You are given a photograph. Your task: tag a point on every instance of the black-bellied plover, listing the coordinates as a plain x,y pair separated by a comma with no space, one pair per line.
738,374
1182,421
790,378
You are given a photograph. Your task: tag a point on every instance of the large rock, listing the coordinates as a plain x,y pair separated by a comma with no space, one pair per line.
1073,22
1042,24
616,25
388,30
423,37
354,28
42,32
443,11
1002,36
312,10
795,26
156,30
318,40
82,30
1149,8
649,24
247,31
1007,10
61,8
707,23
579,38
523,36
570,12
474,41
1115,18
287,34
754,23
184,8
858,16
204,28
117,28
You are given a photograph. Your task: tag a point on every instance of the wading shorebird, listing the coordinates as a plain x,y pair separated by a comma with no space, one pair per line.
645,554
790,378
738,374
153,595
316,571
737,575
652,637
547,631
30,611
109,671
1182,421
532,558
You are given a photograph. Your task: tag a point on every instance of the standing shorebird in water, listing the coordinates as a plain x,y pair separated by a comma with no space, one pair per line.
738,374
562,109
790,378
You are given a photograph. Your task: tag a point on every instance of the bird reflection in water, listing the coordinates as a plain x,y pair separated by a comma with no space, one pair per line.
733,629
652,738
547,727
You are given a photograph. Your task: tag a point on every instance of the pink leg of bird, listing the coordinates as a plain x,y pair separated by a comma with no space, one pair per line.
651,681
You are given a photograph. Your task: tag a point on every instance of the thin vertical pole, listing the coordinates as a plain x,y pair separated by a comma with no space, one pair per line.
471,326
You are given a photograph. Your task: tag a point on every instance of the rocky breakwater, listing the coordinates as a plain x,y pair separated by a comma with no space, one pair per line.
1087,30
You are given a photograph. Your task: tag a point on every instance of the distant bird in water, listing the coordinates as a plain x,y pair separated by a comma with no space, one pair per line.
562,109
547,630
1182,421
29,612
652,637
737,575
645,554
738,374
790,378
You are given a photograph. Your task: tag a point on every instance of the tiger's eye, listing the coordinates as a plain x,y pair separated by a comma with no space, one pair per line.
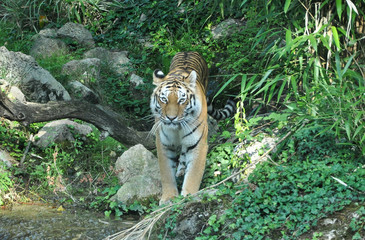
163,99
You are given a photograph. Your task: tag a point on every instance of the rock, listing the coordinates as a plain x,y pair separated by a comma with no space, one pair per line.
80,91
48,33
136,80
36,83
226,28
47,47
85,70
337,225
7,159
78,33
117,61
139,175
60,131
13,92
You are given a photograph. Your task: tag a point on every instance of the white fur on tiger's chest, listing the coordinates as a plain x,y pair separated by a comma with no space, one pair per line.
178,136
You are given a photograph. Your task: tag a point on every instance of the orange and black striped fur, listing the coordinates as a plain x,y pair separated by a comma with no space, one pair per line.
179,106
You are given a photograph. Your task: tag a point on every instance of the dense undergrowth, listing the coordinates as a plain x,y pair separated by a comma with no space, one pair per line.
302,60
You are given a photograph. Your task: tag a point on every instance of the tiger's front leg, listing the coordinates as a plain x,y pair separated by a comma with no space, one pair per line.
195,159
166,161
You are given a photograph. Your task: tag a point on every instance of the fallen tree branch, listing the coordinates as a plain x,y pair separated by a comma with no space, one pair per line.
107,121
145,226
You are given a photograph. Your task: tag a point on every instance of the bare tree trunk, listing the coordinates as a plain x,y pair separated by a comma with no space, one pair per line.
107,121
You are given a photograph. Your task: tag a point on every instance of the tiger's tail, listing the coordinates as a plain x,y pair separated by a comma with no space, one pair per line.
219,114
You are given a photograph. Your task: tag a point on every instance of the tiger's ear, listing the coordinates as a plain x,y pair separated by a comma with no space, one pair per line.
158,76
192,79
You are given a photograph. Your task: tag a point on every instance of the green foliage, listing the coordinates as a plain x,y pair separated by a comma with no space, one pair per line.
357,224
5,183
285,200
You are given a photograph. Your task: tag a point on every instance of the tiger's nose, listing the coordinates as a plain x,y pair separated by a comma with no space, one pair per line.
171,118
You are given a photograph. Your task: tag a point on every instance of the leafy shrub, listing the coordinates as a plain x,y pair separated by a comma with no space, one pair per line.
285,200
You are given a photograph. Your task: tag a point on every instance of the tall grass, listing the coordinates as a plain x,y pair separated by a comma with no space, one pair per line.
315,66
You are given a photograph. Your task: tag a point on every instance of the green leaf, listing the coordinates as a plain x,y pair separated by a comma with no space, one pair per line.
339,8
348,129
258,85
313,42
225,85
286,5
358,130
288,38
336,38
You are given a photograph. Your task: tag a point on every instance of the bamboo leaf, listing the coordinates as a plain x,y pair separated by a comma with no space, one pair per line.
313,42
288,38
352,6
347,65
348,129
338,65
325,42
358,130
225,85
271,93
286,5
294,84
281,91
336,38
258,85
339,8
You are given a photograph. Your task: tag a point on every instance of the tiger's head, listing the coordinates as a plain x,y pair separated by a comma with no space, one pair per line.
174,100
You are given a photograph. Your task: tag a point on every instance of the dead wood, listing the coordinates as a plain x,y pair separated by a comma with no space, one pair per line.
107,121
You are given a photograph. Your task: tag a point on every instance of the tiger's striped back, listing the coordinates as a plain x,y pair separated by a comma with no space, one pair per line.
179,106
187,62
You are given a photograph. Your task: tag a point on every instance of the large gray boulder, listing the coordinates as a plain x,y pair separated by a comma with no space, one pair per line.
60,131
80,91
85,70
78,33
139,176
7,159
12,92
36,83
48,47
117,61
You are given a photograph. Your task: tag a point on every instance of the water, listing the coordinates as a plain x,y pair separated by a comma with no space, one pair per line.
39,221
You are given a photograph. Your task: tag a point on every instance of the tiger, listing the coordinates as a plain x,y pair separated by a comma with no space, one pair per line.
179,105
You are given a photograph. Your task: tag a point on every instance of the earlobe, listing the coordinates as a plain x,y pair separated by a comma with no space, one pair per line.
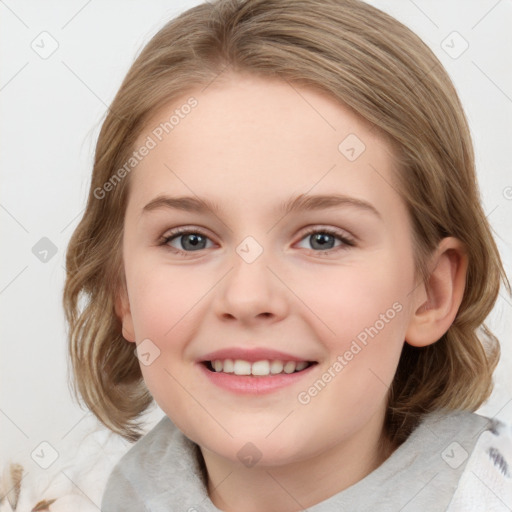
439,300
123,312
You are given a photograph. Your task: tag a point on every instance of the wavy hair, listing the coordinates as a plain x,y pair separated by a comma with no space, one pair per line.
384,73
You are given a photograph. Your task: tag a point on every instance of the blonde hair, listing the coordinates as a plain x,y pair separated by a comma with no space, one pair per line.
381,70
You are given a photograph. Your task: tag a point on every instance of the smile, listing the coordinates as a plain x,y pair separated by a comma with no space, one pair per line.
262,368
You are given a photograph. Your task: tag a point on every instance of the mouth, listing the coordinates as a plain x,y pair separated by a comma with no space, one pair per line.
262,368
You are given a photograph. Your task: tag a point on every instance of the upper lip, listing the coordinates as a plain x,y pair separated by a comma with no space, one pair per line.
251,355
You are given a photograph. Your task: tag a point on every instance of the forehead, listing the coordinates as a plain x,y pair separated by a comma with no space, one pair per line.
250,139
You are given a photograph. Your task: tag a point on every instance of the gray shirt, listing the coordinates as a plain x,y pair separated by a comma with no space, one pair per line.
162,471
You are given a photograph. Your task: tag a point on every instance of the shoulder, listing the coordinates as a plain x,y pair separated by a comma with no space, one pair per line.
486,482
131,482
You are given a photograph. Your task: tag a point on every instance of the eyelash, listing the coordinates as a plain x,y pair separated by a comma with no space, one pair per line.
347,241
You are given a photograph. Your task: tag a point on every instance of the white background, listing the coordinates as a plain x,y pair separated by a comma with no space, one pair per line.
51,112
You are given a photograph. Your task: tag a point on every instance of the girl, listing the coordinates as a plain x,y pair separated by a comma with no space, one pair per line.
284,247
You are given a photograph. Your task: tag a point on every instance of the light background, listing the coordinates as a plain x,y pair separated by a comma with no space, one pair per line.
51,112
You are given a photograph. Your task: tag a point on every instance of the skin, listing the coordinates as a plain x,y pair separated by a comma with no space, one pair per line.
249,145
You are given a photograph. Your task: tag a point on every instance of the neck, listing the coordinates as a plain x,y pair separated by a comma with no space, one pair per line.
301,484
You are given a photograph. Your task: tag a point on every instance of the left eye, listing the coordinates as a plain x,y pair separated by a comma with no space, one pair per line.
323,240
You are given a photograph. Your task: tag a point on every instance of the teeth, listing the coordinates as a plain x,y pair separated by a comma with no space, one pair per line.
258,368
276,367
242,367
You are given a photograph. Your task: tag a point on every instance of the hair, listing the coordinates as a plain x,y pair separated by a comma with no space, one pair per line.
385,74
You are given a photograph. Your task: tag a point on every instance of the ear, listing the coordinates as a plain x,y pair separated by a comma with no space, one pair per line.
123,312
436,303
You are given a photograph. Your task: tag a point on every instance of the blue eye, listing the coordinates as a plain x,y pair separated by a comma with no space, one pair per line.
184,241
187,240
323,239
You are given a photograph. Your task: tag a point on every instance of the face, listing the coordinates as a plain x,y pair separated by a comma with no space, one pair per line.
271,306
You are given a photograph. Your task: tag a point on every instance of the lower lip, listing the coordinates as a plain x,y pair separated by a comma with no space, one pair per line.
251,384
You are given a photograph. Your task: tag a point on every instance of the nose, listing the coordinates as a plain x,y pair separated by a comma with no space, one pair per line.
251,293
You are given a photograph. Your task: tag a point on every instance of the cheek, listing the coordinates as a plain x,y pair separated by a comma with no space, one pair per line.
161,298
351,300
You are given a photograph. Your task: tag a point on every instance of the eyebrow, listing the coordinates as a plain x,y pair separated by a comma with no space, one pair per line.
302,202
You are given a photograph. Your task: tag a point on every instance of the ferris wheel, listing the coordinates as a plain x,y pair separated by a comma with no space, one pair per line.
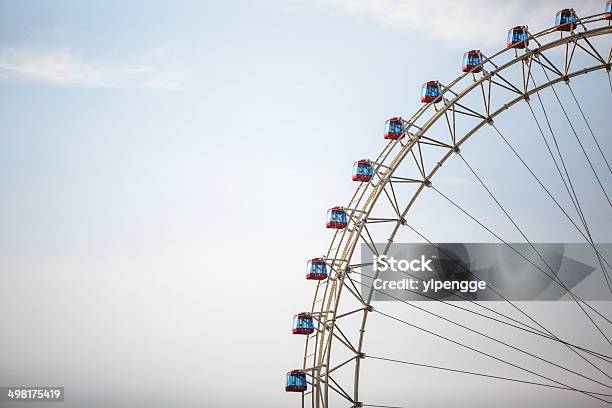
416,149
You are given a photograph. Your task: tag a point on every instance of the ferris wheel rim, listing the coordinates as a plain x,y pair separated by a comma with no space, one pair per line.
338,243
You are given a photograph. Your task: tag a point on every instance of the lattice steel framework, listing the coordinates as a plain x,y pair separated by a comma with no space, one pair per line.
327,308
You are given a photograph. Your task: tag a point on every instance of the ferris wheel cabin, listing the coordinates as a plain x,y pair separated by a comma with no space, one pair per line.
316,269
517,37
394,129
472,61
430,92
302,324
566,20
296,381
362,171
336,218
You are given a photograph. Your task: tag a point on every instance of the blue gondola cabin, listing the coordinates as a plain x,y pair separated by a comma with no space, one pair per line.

ASSIGNMENT: Everything from the line containing "of the lattice" through the last line above should be copied exactly, please, with nothing added.

RESPONSE:
You are given a photograph. Your task: tag a point on every instance of the lattice steel framework, listing the coordinates as a plain x,y pair separated by a comma with no space, one pair per line.
327,308
You are given a photograph. Your task: tag a point on every instance of the ferris wheel cabin, listing the coordinates as a plain x,y pair separated by a comma with no space, one pair per line.
316,269
517,37
394,129
472,61
430,92
302,324
566,20
296,381
362,171
336,218
You are given a photograph. Your task: tag a point on every instance of the blue gondola cabin, listing the coordinates as a plain x,y pair separated by a comma with no space, one pair per line.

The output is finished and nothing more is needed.